Databases[edit source | editbeta]

Data integrity contains guidelines for data retention, specifying or guaranteeing the length of time of data can be retained in a particular database. It specifies what can be done with data values when its validity or usefulness expires. In order to achieve data integrity, these rules are consistently and routinely applied to all data entering the system, and any relaxation of enforcement could cause errors in the data. Implementing checks on the data as close as possible to the source of input (such as human data entry), causes less erroneous data to enter the system. Strict enforcement of data integrity rules causes the error rates to be lower, resulting in time saved troubleshooting and tracing erroneous data and the errors it causes algorithms.
Data integrity also includes rules defining the relations a piece of data can have, to other pieces of data, such as a Customer record being allowed to link to purchased Products, but not to unrelated data such as Corporate Assets. Data integrity often includes checks and correction for invalid data, based on a fixed schema or a predefined set of rules. An example being textual data entered where a date-time value is required. Rules for data derivation are also applicable, specifying how a data value is derived based on algorithm, contributors and conditions. It also specifies the conditions on how the data value could be re-derived.

Types of integrity constraints[edit source | editbeta]

Data integrity is normally enforced in a database system by a series of integrity constraints or rules. Three types of integrity constraints are an inherent part of the relational data model: entity integrity, referential integrity and domain integrity:
  • Entity integrity concerns the concept of a primary key. Entity integrity is an integrity rule which states that every table must have a primary key and that the column or columns chosen to be the primary key should be unique and not null.
  • Referential integrity concerns the concept of a foreign key. The referential integrity rule states that any foreign-key value can only be in one of two states. The usual state of affairs is that the foreign key value refers to a primary key value of some table in the database. Occasionally, and this will depend on the rules of the data owner, a foreign-key value can be null. In this case we are explicitly saying that either there is no relationship between the objects represented in the database or that this relationship is unknown.

# # # #

### Short problem 1
Identify every line in the records below that contains the string "brick", and copy each such line. Treat uppercase and lowercase as different.

# # # #

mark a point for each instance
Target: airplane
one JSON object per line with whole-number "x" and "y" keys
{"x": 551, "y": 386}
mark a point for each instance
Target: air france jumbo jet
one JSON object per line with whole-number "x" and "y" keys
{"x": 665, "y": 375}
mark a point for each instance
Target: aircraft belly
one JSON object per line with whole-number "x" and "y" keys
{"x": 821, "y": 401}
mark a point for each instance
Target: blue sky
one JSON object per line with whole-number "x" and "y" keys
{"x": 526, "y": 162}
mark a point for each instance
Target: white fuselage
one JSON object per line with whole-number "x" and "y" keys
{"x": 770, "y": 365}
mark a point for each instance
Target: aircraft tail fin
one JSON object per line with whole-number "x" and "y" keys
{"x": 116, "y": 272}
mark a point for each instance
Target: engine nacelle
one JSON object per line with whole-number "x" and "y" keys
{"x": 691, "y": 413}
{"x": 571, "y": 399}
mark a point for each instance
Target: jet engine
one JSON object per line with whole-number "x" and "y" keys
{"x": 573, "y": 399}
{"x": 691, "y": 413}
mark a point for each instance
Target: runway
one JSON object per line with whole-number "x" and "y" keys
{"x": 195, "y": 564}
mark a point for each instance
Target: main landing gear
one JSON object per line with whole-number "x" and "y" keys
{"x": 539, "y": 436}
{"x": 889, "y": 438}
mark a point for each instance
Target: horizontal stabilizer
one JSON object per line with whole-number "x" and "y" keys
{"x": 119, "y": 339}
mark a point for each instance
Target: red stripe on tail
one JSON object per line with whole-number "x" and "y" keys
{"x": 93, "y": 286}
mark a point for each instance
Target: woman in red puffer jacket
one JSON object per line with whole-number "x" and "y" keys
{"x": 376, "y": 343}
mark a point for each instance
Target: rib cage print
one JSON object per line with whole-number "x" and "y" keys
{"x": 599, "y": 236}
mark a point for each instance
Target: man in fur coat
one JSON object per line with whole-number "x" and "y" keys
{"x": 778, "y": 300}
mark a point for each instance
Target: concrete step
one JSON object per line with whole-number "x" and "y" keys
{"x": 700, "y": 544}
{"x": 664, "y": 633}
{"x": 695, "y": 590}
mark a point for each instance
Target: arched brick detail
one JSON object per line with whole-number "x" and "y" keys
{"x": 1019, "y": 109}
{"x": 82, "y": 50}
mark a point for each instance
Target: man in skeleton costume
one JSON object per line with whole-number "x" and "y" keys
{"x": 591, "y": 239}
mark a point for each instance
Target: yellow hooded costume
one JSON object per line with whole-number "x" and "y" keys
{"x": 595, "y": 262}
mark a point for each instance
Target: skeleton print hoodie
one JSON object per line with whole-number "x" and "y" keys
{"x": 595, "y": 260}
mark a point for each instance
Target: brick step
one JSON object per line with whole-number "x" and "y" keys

# # # #

### Short problem 2
In the databases excerpt above, what must be true of the column or columns chosen as a table's primary key under entity integrity?

### Complete response 1
Target: arched brick detail
Target: brick step

### Complete response 2
They should be unique and not null.